─── The data
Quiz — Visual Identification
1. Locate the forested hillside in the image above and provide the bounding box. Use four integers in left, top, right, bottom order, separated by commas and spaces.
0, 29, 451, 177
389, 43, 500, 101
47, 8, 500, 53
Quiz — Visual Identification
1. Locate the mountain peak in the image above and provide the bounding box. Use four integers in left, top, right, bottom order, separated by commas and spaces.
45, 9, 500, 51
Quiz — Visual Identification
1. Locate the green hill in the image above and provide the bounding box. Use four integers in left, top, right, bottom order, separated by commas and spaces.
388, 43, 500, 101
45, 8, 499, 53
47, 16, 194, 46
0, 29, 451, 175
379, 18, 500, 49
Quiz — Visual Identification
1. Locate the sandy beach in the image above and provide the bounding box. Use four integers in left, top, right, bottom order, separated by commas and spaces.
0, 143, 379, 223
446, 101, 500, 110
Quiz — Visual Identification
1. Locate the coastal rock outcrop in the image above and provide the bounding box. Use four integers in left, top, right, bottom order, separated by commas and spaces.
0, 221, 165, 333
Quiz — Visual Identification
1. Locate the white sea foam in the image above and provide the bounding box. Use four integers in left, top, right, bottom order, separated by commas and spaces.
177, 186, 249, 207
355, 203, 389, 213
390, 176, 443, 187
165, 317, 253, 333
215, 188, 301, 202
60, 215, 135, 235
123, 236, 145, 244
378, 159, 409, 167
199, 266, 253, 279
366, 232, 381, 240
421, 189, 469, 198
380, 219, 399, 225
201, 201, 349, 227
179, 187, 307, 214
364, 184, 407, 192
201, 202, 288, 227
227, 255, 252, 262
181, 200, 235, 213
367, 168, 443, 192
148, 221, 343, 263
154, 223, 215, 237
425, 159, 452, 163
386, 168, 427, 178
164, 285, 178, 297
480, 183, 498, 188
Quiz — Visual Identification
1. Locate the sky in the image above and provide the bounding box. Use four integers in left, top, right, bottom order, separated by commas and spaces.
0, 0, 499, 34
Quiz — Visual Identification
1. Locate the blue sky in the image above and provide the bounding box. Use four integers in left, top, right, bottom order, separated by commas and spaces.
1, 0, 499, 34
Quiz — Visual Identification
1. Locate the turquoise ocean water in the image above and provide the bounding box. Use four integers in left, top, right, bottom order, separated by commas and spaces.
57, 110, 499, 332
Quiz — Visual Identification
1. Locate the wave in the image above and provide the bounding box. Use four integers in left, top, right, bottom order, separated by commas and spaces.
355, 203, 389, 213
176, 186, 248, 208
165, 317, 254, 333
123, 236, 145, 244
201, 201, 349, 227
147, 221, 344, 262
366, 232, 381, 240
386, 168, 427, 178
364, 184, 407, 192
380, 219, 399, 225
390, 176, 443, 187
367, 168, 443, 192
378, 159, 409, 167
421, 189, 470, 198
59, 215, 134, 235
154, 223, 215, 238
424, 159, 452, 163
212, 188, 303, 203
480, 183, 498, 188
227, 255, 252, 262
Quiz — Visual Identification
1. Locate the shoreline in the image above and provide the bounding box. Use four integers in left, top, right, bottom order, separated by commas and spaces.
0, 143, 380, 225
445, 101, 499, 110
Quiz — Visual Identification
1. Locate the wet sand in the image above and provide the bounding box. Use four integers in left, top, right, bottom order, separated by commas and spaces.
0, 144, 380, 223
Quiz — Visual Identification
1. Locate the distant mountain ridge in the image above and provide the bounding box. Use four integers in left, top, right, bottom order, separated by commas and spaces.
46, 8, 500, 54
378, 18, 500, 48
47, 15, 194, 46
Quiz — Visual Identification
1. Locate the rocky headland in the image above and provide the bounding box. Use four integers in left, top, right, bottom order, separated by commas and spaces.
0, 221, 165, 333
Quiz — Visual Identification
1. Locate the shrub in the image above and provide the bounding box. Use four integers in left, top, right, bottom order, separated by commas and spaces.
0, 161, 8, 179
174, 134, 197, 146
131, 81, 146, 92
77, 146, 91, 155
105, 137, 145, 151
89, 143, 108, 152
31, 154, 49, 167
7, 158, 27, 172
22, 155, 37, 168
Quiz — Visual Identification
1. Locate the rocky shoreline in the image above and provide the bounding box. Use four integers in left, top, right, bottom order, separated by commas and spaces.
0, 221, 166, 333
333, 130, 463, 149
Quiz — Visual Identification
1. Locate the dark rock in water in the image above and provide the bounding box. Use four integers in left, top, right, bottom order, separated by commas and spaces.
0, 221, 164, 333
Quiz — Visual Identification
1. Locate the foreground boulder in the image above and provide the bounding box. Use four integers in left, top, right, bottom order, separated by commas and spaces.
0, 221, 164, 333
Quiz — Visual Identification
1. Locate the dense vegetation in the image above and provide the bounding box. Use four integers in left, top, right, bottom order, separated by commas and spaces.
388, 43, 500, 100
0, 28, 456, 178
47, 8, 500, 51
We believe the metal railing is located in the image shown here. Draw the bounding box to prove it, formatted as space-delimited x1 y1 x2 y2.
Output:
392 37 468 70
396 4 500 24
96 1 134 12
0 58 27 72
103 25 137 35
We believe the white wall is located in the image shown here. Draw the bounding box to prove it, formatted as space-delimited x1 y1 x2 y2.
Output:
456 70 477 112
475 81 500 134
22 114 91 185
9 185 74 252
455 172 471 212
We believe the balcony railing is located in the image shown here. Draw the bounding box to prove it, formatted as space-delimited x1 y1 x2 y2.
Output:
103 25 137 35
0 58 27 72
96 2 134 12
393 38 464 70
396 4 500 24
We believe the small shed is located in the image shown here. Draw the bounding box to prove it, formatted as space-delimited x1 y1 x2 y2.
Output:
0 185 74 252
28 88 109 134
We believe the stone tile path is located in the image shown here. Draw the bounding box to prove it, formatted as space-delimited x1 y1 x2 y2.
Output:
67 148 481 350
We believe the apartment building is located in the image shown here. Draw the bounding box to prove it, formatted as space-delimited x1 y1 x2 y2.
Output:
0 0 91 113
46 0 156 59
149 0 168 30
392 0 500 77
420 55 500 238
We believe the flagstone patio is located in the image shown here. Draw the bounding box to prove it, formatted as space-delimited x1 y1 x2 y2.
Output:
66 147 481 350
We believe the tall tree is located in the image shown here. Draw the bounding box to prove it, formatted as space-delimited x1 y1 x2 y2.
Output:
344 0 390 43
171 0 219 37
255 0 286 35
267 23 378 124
──────
Each line above is to be restated exactly.

Output for this task —
Quiz — Visual Identification
1. Locate the forested hillside in the image above and provide the bounding box. Use four integers in left, top, right, bottom order, separated by commas and spaces.
0, 29, 451, 177
389, 43, 500, 101
47, 8, 500, 53
Quiz — Visual Identification
1. Locate the mountain peak in the image above and provide the bounding box. Use four integers in left, top, right, bottom order, separated by commas and spaces.
45, 9, 500, 51
Quiz — Visual Identification
1. Locate the green hill in the image above and provide the bounding box. Use four integers in left, top, right, bottom order, separated by commas and spaces.
388, 43, 500, 101
45, 8, 499, 53
47, 16, 194, 46
0, 29, 451, 175
379, 18, 500, 49
Quiz — Visual Identification
1. Locate the sandy beach in the image above and provide the bounding box. Use four integers in left, top, right, bottom order, separated by commas and spaces.
0, 143, 379, 223
446, 101, 500, 110
Quiz — Visual Identification
1. Locate the coastal rock outcrop in the image above and provide the bounding box. Use four integers in left, top, right, bottom order, separated by commas and spaces.
0, 221, 165, 333
Quiz — Visual Identification
1. Locate the white sea foam in the image above and provide the bounding box. Use four integers in left, top, right, bottom order, separated by commas and spaces.
177, 186, 249, 207
355, 203, 389, 213
390, 176, 443, 187
165, 317, 253, 333
215, 188, 301, 202
60, 215, 135, 235
123, 236, 145, 244
378, 159, 409, 167
199, 266, 253, 279
366, 232, 381, 240
421, 189, 469, 198
380, 219, 399, 225
201, 201, 349, 227
179, 187, 307, 214
364, 184, 407, 192
201, 202, 288, 227
227, 255, 252, 262
181, 200, 235, 213
367, 168, 443, 192
148, 221, 343, 263
154, 223, 215, 237
425, 159, 452, 163
386, 168, 427, 178
164, 285, 178, 297
480, 183, 498, 188
Quiz — Visual Identification
1. Locate the sky in the image above and provide the bounding box. Use four integers in left, top, right, bottom order, separated by commas and spaces.
0, 0, 499, 34
Quiz — Visual Identification
1. Locate the blue sky in the image above and provide the bounding box. Use four integers in left, top, right, bottom order, separated by commas and spaces.
1, 0, 499, 34
Quiz — Visual Identification
1. Locate the turquoise ocean water in the image above and provide the bounding box. Use four integers in left, top, right, bottom order, separated by commas and spaces.
57, 110, 499, 332
Quiz — Visual Identification
1. Locate the wave in the image above and provide the bounding box. Use four integers in left, top, right, bottom order, separated by commas and spaces.
355, 203, 389, 213
176, 186, 248, 208
165, 317, 254, 333
123, 236, 145, 244
201, 201, 349, 227
147, 221, 344, 262
366, 232, 381, 240
386, 168, 427, 178
364, 184, 407, 192
380, 219, 399, 225
390, 176, 443, 187
367, 168, 443, 192
378, 159, 409, 167
421, 189, 470, 198
59, 215, 134, 235
154, 223, 215, 238
424, 159, 452, 163
212, 188, 303, 203
480, 183, 498, 188
227, 255, 252, 262
Quiz — Visual Identification
1. Locate the shoreline in the image above and provide the bounding box. Use four integers in left, top, right, bottom order, separated by commas and spaces.
0, 143, 380, 225
445, 101, 499, 110
Quiz — Visual Identification
1. Locate the wet sand in the image above and provide the bounding box. Use four integers in left, top, right, bottom order, separated by commas and spaces.
0, 144, 380, 223
Quiz — Visual Identification
1. Locate the distant mountain ridge in the image above and provide the bounding box. Use four integers in left, top, right, bottom order, separated by commas and spaces.
46, 8, 500, 54
378, 18, 500, 48
47, 15, 194, 46
Quiz — Visual Identification
1. Locate the rocky headland in the image above and provide the bounding box. Use four integers in left, top, right, bottom order, separated by commas and spaces.
0, 221, 165, 333
Quiz — Visual Identification
1. Locate the shrub in the image above and provide the bounding box. Use four integers in left, top, right, bottom order, separated by commas and spaces.
0, 161, 8, 179
174, 134, 197, 146
131, 81, 146, 92
77, 146, 91, 155
105, 137, 145, 151
89, 143, 108, 152
31, 154, 49, 167
7, 158, 27, 172
22, 155, 37, 168
Quiz — Visual Identification
1. Locate the rocky shoreline in the image above and provide the bounding box. Use four integers in left, top, right, bottom order, separated by commas and spaces.
0, 221, 166, 333
333, 130, 463, 149
Quiz — Visual Identification
1. Locate the dark rock in water in the image above and provide the bounding box. Use four integers in left, top, right, bottom order, separated by commas and spaces.
0, 221, 164, 333
Quiz — Visual Identification
1. Locate the foreground boulder in the image above and provide the bounding box. Use four integers in left, top, right, bottom order, separated by commas and spaces.
0, 221, 164, 333
Quiz — Visual Identification
1. Locate the dense vegetation in the image above and provide the bounding box. Use four integers in left, top, right, bottom order, separated by commas and spaces.
388, 43, 500, 100
0, 28, 456, 178
47, 8, 500, 51
We believe the metal railing is located in the image shown here. Draw the bounding box to prove it, formatted as space-delimited x1 y1 x2 y2.
Output:
392 37 468 70
396 4 500 24
96 1 134 12
0 58 27 72
103 25 137 35
We believe the white wall is located in the image shown here. Draw the bounding box to prove it, formatted as space-delimited x1 y1 x2 y2.
Output:
456 70 477 112
475 81 500 134
22 114 91 185
9 185 74 252
455 172 471 212
We believe the balcony railing is located in the image shown here. Draw the bounding box to prove it, formatted as space-delimited x1 y1 x2 y2.
Output:
103 25 137 35
0 58 27 72
96 2 134 12
393 38 464 70
396 4 500 24
We believe the small shed is located in the image shown here. Draw the bounding box to prove it, formatted as space-delimited x1 y1 x2 y2.
Output:
0 185 74 252
28 88 109 134
We believe the stone tile path is located in the image shown here. Draw the bounding box to prove it, formatted as space-delimited x1 y1 x2 y2.
Output:
67 148 481 350
We believe the apartment building is located in the image shown here. Draw the bounding box to prove it, formatted as space-delimited x1 y1 x2 y2.
Output:
0 0 91 113
46 0 156 59
149 0 168 30
392 0 500 77
420 55 500 238
We believe the flagstone patio is located in the image shown here. Draw the bounding box to prove it, formatted as space-delimited x1 y1 x2 y2.
Output:
66 147 481 350
We believe the tall tree is located in the image shown here. Draw the bounding box to prove it, formatted as space-delimited x1 y1 x2 y2.
Output:
344 0 390 43
171 0 219 37
255 0 286 35
267 23 378 124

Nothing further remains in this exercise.